_Data provided:_
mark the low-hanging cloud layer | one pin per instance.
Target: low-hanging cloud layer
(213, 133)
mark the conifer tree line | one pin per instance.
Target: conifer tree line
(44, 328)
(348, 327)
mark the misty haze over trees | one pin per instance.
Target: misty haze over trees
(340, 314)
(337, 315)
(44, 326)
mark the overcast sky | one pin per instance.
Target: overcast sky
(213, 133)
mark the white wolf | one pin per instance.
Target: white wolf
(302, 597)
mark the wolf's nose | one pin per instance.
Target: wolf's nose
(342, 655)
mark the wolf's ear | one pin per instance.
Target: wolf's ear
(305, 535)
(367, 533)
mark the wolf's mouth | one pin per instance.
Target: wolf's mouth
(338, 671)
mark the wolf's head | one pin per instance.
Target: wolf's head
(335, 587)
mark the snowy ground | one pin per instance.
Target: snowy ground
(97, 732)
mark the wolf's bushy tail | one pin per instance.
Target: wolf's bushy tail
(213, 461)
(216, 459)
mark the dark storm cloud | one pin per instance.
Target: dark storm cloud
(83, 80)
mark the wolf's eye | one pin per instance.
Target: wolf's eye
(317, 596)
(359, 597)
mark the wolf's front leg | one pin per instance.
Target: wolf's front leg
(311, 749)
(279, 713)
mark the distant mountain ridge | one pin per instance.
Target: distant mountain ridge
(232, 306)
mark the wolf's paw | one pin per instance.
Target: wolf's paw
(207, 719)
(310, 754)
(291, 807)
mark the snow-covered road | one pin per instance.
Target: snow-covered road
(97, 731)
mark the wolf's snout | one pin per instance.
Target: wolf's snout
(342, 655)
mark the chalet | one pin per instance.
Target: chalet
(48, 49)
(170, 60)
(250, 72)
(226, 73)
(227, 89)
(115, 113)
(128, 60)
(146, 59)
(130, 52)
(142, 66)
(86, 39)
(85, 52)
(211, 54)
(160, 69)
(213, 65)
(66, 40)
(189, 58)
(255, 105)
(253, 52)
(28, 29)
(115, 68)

_Exercise requirements:_ Every single line in the records above must be written out exactly.

_Response for this exercise:_
mark the low-hanging cloud layer | one pin per instance.
Target: low-hanging cloud layer
(213, 133)
mark the conifer tree line | one pin per instance.
Target: conifer tree line
(44, 328)
(348, 327)
mark the misty haze over trees | one pin per instance.
Target: misty haze over trees
(340, 314)
(337, 315)
(44, 326)
mark the overcast sky | one pin per instance.
Target: overcast sky
(213, 133)
mark the white wolf | one pin per instance.
Target: white wolf
(302, 597)
mark the wolf's nose | one pin per instance.
Target: wolf's nose
(342, 655)
mark the wolf's ear | one pin per instance.
Target: wolf's ear
(305, 535)
(367, 533)
mark the wolf's mouth | one pin per instance.
Target: wolf's mouth
(338, 671)
mark the wolf's head | one pin per instance.
Target: wolf's head
(335, 587)
mark the snowy ground | one pin per instance.
Target: snowy ground
(97, 732)
mark the wolf's bushy tail | one pin per instance.
Target: wolf's bushy tail
(213, 461)
(216, 459)
mark the dark storm cloud | one pin per instance.
Target: dark storm cloud
(83, 80)
mark the wolf's eye | one pin per instance.
Target: wolf's eye
(317, 596)
(359, 597)
mark the wolf's front leg | one pin per instance.
Target: wolf's front leg
(311, 749)
(279, 713)
mark the distant mountain ridge | one pin per instance.
Target: distant mountain ridge
(232, 306)
mark the wolf's paw | one pin per instance.
Target: wolf's paw
(207, 719)
(310, 754)
(291, 807)
mark the snow-covered road | one pin per instance.
Target: snow-covered road
(97, 731)
mark the wolf's snout | one pin per instance.
Target: wolf's snout
(342, 655)
mark the chalet | one pin per instance.
Target: chalet
(48, 49)
(170, 60)
(250, 72)
(226, 73)
(227, 89)
(115, 113)
(128, 60)
(146, 59)
(130, 52)
(142, 66)
(86, 39)
(85, 52)
(211, 54)
(160, 69)
(213, 65)
(66, 40)
(189, 58)
(255, 105)
(253, 52)
(28, 29)
(115, 68)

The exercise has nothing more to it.